- [Task requirements]
1. Answer these questions about the event probe patch review, one line each, marking the answers (a), (b) and (c):
(a) According to the comment at the top, is the event probe an actual trigger?
(b) What value does eprobe_trigger_init return?
(c) Which function is assigned to the .func field of eprobe_trigger_ops?
2. Carry on the event probe patch review from its last line.

Should add a comment here that the event probe utilizes the event
triggers to get access to the event it is attached to, but is not an
actual trigger. The below functions are just stubs to fulfill what is
needed to use the trigger infrastructure.

> +static int eprobe_trigger_init(struct event_trigger_ops *ops,
> +			       struct event_trigger_data *data)
> +{
> +	return 0;
> +}
> +
> +static void eprobe_trigger_free(struct event_trigger_ops *ops,
> +				struct event_trigger_data *data)
> +{
> +
> +}
> +
> +static int eprobe_trigger_print(struct seq_file *m,
> +				struct event_trigger_ops *ops,
> +				struct event_trigger_data *data)
> +{
> +	/* Do not print kprobe event triggers */
> +	return 0;
> +}
> +
> +static int get_eprobe_size(struct trace_probe *tp, void *rec)
> +{
> +	struct probe_arg *arg;
> +	int i, len, ret = 0;
> +
> +	for (i = 0; i < tp->nr_args; i++) {
> +		arg = tp->args + i;
> +		if (unlikely(arg->dynamic)) {
> +			unsigned long val;
> +
> +			val = get_event_field(arg->code, rec);
> +			len = process_fetch_insn_bottom(arg->code + 1, val, NULL, NULL);
> +			if (len > 0)
> +				ret += len;
> +		}
> +	}
> +
> +	return ret;
> +}
> +
> +static void eprobe_trigger_func(struct event_trigger_data *data,
> +				struct trace_buffer *buffer, void *rec,
> +				struct ring_buffer_event *rbe)
> +{
> +	struct eprobe_data *edata = data->private_data;
> +
> +	__kprobe_trace_func(edata->tk, rec, edata->file);
> +}
> +
> +static struct event_trigger_ops eprobe_trigger_ops = {
> +	.func			= eprobe_trigger_func,
> +	.print			= eprobe_trigger_print,
> +	.init			= eprobe_trigger_init,
> +	.free			= eprobe_trigger_free,
> +};
> +
> +static int eprobe_trigger_cmd_func(struct event_command *cmd_ops,
> +				   struct trace_event_file *file,
> +				   char *glob, char *cmd, char *param)

- [Supplied information]

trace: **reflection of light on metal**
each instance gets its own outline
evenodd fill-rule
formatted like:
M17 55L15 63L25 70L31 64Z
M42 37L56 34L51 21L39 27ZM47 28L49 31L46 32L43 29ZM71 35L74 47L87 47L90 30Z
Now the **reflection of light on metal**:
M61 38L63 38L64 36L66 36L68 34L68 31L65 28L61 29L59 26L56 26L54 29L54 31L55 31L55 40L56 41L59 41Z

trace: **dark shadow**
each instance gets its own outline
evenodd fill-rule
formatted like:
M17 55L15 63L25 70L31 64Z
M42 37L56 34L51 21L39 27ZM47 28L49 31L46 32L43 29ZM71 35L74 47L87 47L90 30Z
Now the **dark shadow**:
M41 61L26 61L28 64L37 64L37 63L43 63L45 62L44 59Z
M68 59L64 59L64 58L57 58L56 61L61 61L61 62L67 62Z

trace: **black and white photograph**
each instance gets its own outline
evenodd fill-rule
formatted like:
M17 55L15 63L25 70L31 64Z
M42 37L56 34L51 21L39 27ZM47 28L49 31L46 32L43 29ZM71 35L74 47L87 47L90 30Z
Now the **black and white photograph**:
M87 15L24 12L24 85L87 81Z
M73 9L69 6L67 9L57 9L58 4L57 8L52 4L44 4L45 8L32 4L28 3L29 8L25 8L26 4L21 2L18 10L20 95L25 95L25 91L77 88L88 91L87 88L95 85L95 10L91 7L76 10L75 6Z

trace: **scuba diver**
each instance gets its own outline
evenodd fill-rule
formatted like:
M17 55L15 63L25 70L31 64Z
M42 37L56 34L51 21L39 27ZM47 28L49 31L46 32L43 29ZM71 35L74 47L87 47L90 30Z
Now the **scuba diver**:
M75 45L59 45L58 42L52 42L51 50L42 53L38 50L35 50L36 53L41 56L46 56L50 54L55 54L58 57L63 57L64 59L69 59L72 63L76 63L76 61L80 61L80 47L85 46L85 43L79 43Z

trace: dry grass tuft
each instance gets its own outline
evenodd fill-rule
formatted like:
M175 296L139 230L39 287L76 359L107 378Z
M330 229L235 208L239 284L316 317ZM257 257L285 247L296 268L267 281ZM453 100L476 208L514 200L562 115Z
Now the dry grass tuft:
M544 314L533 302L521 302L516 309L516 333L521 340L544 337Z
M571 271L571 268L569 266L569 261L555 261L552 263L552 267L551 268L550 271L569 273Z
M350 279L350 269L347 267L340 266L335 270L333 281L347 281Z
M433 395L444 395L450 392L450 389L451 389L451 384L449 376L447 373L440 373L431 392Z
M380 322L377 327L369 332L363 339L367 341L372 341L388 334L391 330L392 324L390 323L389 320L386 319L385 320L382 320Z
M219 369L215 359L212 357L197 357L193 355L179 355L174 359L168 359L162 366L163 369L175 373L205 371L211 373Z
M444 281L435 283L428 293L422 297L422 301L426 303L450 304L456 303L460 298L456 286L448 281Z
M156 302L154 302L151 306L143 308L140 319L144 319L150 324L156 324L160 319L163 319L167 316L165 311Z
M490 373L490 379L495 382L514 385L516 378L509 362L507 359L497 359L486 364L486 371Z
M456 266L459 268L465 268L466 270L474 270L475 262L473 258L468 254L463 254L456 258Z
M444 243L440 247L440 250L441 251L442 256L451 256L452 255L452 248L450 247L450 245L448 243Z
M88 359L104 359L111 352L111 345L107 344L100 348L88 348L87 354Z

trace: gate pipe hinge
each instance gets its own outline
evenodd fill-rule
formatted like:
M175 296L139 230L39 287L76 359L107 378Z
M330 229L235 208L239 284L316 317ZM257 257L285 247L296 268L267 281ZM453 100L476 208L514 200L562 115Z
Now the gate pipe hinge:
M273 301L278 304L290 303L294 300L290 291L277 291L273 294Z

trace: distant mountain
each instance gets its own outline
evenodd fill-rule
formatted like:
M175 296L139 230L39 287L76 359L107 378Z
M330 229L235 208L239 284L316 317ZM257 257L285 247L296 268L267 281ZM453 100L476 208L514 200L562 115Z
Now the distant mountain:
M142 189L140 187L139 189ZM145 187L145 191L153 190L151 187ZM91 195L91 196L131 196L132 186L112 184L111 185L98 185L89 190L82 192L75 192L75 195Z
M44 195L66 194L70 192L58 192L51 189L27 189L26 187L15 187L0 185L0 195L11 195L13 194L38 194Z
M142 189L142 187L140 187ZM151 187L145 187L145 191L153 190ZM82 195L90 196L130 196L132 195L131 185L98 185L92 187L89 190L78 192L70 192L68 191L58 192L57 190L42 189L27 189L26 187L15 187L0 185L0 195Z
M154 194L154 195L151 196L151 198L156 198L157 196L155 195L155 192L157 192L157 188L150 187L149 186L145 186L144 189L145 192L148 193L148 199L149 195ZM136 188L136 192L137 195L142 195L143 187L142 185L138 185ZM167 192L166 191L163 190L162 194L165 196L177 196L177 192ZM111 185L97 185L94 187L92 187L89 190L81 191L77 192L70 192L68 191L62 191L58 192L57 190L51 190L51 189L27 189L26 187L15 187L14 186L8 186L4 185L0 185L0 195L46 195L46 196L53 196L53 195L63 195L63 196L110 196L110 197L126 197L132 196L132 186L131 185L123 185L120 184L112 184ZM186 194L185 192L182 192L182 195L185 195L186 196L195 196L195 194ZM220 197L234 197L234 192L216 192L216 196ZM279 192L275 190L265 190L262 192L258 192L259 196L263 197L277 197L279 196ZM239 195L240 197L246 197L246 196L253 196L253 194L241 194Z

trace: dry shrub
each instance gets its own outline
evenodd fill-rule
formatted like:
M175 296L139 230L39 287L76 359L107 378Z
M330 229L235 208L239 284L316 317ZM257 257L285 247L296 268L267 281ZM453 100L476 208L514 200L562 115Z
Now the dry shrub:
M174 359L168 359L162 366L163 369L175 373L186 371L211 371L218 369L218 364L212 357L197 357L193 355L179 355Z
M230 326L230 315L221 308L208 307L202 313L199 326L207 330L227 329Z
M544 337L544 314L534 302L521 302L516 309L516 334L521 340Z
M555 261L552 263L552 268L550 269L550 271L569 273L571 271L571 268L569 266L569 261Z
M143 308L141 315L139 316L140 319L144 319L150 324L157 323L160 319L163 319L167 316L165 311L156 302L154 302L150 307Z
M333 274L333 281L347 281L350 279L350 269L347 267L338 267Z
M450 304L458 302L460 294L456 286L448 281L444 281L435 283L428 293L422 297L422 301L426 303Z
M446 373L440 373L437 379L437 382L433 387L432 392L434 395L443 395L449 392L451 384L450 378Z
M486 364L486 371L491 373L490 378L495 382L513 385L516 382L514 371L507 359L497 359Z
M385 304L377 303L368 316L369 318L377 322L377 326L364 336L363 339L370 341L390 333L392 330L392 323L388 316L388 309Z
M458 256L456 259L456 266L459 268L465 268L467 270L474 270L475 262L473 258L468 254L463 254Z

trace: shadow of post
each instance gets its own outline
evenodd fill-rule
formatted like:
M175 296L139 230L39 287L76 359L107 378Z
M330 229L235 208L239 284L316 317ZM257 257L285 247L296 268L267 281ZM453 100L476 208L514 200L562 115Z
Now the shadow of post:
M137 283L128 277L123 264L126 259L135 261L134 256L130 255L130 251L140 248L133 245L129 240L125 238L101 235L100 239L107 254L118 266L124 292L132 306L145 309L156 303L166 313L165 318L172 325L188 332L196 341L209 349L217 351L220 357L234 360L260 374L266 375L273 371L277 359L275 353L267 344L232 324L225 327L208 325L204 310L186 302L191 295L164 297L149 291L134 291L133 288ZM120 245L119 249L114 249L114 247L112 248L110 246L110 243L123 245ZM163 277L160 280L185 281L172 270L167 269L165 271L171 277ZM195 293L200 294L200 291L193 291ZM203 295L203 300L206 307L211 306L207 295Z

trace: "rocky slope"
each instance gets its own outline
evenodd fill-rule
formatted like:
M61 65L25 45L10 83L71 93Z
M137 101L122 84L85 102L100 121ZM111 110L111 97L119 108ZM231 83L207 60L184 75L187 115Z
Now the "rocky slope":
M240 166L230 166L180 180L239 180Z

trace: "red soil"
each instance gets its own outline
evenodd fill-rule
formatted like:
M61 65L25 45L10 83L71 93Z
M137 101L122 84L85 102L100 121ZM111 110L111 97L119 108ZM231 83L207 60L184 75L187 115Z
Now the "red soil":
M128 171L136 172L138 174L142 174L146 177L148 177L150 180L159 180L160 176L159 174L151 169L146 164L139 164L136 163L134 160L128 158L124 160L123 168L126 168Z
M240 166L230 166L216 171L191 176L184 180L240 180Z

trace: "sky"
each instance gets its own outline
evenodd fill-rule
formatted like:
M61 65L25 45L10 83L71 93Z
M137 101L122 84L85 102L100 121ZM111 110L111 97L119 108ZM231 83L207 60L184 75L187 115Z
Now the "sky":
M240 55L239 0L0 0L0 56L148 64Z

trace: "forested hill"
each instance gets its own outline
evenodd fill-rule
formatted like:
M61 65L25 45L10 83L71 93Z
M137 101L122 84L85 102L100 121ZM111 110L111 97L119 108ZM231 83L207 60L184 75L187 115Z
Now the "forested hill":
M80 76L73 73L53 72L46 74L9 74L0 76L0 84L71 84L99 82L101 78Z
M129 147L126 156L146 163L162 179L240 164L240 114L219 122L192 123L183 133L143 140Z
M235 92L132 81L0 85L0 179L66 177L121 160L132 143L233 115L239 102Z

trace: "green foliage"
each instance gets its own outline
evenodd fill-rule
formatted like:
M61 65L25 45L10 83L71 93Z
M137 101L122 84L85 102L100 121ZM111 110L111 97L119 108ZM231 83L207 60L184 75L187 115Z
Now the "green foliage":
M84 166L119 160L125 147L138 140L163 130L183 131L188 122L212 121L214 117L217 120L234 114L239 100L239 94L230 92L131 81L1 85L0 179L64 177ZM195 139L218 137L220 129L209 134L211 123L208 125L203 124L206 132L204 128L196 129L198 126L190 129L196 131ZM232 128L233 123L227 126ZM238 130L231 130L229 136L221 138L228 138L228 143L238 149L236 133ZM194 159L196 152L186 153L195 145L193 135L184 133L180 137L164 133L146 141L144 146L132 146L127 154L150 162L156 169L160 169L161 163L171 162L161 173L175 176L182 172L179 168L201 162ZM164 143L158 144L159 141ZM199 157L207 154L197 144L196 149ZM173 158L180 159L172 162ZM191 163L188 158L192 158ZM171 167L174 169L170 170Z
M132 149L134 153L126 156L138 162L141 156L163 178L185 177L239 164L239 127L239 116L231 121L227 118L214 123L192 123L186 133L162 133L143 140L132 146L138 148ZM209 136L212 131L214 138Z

- [Exercise answers]
1.
(a) No. It uses the event triggers to get access to the event it is attached to, but it is not an actual trigger.
(b) It returns 0.
(c) eprobe_trigger_func

2.
> +{
> +	return -1;
> +}
> +
> +static int eprobe_trigger_reg_func(char *glob, struct event_trigger_ops *ops,
> +				 struct event_trigger_data *data,
> +				 struct trace_event_file *file)
> +{
> +	return -1;
> +}
> +
> +static void eprobe_trigger_unreg_func(char *glob, struct event_trigger_ops *ops,
> +				    struct event_trigger_data *data,
> +				    struct trace_event_file *file)
> +{
> +
> +}
> +
> +static struct event_trigger_ops *eprobe_trigger_get_ops(char *cmd,
> +							char *param)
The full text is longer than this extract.